- [Exercise]:
Drop every picture and copy exactly the lines from the one with "of the lake" through the last line of the listing below.

- [Given records]:
□ □ □ □

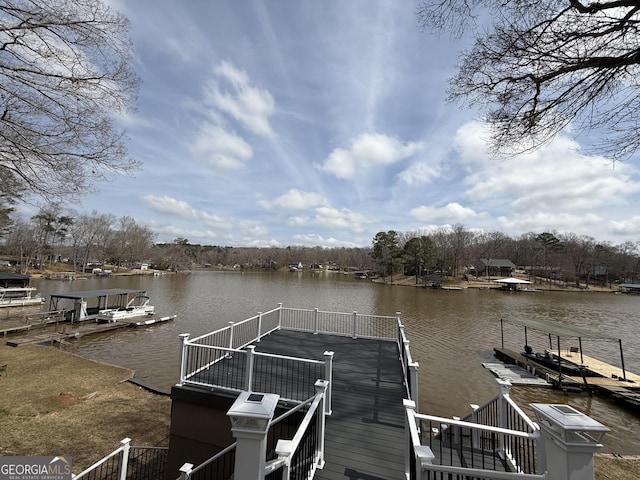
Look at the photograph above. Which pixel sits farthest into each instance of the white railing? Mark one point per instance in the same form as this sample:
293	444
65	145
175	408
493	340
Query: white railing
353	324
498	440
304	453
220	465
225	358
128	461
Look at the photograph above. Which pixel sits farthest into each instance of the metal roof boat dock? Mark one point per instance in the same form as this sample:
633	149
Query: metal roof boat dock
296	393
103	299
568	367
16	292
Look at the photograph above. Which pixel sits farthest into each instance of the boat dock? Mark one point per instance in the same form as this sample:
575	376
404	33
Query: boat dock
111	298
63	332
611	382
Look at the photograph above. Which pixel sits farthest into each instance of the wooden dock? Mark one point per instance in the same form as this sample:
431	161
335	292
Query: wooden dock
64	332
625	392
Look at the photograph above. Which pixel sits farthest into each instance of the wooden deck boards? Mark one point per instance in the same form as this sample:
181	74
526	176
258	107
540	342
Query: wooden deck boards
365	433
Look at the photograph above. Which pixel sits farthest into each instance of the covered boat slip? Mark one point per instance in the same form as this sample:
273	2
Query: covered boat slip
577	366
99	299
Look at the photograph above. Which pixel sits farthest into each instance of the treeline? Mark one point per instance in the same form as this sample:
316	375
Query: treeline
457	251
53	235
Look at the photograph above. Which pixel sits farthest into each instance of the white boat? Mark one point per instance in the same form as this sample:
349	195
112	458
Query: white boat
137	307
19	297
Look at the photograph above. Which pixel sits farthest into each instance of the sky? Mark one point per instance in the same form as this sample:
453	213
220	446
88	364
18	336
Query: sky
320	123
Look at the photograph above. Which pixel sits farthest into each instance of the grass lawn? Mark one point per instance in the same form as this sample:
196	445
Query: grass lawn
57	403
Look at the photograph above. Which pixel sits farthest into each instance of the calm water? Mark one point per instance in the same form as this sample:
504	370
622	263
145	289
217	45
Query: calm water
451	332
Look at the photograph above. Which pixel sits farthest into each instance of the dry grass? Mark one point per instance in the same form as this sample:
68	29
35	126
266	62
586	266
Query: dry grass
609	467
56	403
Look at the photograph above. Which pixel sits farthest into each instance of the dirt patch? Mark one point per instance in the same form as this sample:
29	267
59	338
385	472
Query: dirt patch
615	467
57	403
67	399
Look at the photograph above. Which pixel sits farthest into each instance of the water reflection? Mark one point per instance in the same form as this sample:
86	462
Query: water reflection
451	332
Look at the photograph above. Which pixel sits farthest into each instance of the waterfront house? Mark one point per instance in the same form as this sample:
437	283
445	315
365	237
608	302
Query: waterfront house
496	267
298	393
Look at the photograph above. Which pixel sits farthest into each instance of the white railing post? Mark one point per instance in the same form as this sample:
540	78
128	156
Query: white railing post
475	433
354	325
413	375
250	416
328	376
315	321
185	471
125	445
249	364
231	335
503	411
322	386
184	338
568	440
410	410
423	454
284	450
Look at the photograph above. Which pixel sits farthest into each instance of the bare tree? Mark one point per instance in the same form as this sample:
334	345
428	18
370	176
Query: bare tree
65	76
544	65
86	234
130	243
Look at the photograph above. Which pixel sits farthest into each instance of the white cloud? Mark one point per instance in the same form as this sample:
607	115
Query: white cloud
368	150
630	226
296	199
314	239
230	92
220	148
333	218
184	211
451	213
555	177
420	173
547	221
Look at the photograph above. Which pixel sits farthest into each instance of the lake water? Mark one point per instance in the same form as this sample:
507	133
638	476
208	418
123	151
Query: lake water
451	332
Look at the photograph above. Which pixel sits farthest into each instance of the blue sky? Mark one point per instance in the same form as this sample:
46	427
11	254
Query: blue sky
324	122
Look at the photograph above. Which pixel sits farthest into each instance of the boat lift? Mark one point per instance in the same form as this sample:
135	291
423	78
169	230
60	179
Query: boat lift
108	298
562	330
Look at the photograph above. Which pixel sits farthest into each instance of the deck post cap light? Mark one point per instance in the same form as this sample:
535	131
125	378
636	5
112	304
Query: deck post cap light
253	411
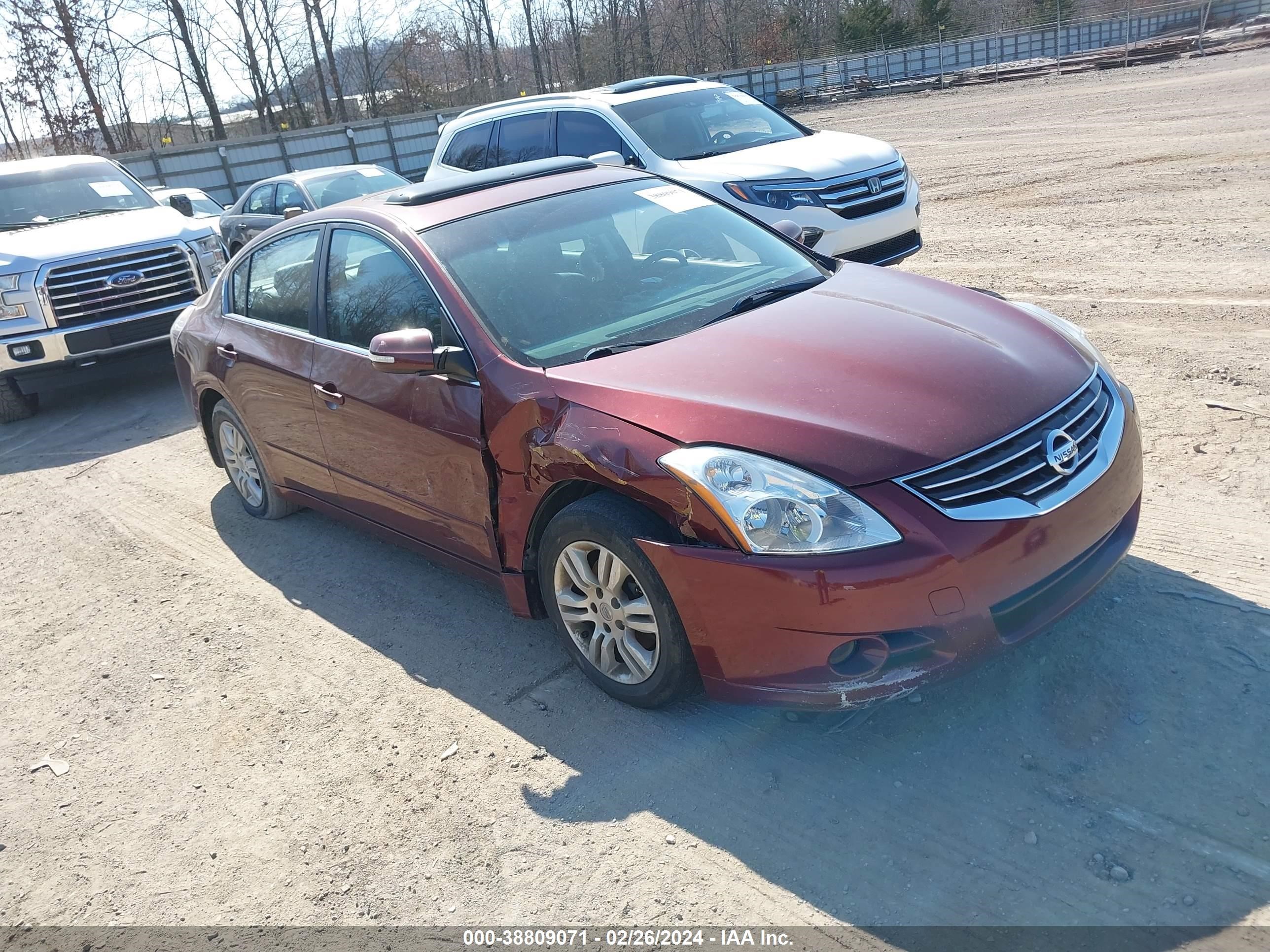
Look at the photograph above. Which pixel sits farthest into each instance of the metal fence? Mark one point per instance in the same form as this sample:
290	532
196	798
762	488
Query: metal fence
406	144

□ □ □ □

- [The solution]:
Look at the photograph above. Which pixel sits farthest into each instance of the lake water? Mark one point per instance in the same form as this sample:
507	133
638	476
208	418
123	151
Query: lake water
451	332
Look at the photograph above. Which pixel sits farthest into each instance of the blue sky? Mark one point per instance in the same form as this sample:
46	427
11	254
Query: blue sky
324	122
Look at the photograph above. Which pixel sits farthest into each instance of the boat lift? Mark one point per instance in the same form as this sample:
135	291
423	78
169	230
60	179
Query: boat lift
108	298
562	330
Look at the photograph above. Which pixel sits farthest into each instance of the deck post cap light? Mark one point per instance in the same form as this sample:
535	131
125	378
636	5
112	304
Query: deck post cap light
253	411
Look at the photograph above. Which pixel sits farthest into each instance of the metal fence? Mark one point per instance in the same form as this sample:
290	532
196	798
762	488
Query: metal fence
406	144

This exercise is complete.